SHORT EXERCISE >> Update the items from the start through the line containing "[[207, 476]]", replacing every "pin" with "marker" and leaving everything else unchanged.
# DATASET EXCERPTS start
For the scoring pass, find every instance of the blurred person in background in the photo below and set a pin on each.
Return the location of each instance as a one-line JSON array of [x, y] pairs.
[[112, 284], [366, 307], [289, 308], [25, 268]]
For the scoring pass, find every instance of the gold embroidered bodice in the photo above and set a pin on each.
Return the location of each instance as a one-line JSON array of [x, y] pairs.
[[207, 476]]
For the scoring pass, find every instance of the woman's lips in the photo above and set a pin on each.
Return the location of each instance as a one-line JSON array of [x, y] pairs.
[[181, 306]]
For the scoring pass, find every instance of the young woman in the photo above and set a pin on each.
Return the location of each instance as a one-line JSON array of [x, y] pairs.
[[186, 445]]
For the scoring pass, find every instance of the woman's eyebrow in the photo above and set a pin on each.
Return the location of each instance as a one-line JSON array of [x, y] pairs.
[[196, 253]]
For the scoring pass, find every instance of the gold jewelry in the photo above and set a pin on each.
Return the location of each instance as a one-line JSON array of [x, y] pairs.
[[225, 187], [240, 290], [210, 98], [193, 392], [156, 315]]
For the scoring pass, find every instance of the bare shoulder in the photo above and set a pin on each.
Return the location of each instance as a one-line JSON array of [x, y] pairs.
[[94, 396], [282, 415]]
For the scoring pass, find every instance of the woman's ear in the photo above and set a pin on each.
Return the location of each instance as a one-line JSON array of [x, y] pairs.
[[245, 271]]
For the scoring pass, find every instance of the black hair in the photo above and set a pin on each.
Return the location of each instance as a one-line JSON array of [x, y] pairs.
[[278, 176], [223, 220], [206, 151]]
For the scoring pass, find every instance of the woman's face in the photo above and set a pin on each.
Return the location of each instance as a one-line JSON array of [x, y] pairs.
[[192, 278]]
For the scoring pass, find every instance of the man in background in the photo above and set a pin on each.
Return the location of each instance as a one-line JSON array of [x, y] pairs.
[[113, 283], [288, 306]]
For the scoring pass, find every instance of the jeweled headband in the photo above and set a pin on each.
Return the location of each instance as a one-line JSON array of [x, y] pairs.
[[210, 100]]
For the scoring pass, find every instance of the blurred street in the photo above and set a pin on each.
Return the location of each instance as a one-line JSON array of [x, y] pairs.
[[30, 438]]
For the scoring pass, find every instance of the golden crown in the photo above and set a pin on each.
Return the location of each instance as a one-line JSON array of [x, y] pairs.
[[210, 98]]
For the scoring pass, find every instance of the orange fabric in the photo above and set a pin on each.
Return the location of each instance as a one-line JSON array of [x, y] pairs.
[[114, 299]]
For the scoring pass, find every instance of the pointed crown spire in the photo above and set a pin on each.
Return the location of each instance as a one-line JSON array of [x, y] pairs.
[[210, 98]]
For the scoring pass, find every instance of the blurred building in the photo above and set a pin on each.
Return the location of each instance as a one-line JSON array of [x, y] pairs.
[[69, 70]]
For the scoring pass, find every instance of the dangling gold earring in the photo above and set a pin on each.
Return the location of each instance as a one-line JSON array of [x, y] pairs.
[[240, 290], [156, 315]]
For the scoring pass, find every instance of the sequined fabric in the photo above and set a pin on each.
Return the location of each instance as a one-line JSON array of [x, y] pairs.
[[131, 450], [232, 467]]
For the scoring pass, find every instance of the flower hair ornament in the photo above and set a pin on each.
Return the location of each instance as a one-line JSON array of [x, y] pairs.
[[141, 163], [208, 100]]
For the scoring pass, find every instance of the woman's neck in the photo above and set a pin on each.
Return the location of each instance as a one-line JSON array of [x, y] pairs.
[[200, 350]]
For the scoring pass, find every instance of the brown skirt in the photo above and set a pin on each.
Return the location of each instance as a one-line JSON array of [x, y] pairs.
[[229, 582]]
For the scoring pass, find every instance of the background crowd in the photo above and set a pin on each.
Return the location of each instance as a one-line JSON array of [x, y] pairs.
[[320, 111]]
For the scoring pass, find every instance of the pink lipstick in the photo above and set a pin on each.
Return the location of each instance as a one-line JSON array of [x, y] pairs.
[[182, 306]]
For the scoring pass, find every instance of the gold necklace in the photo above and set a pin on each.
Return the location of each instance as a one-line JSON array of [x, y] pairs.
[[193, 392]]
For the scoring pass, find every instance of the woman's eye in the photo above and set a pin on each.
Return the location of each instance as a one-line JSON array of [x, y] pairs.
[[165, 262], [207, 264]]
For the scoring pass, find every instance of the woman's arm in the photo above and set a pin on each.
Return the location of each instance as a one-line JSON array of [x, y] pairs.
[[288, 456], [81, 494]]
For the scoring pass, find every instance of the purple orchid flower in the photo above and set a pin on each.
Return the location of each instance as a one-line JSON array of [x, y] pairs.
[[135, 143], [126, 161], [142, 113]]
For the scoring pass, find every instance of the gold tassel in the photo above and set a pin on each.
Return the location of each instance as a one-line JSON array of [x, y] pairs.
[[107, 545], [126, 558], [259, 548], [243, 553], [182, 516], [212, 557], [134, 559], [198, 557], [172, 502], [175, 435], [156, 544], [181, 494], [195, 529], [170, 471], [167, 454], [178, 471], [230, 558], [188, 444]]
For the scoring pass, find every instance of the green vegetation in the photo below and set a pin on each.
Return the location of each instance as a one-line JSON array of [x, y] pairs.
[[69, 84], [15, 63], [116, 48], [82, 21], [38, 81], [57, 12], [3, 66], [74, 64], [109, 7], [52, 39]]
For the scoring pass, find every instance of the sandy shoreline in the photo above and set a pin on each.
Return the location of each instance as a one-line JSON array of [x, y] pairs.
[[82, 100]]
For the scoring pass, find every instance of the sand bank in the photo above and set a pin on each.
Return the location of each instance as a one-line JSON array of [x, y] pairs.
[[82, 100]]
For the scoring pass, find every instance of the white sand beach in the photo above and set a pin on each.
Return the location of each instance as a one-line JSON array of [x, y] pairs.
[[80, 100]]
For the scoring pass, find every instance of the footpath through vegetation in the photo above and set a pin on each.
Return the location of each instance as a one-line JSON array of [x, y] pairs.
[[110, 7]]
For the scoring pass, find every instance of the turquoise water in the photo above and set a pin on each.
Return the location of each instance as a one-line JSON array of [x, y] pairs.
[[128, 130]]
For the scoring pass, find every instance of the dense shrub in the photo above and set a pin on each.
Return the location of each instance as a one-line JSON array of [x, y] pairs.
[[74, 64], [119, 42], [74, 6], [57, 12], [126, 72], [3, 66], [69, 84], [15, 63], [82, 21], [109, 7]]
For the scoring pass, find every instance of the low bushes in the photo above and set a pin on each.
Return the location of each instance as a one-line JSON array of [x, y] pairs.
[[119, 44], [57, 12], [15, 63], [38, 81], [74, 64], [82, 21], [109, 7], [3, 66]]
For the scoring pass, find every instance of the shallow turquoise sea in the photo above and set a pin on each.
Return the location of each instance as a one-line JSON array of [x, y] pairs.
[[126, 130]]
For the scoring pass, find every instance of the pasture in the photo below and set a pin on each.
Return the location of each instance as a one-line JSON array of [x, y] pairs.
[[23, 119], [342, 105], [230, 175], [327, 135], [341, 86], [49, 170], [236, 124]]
# DATASET EXCERPTS end
EXERCISE SOLUTION >>
For the scoring pass, find every instance of the blurred person in background in the photo below and set a marker on each.
Return the location of each instance as a one-line JSON array of [x, y] pairs.
[[112, 284], [366, 307], [289, 308], [25, 268]]
For the scoring pass, find every instance of the gold embroidered bodice in the photo above and set a marker on each.
Return the location of each instance as a one-line JSON array of [x, y] pairs.
[[207, 476]]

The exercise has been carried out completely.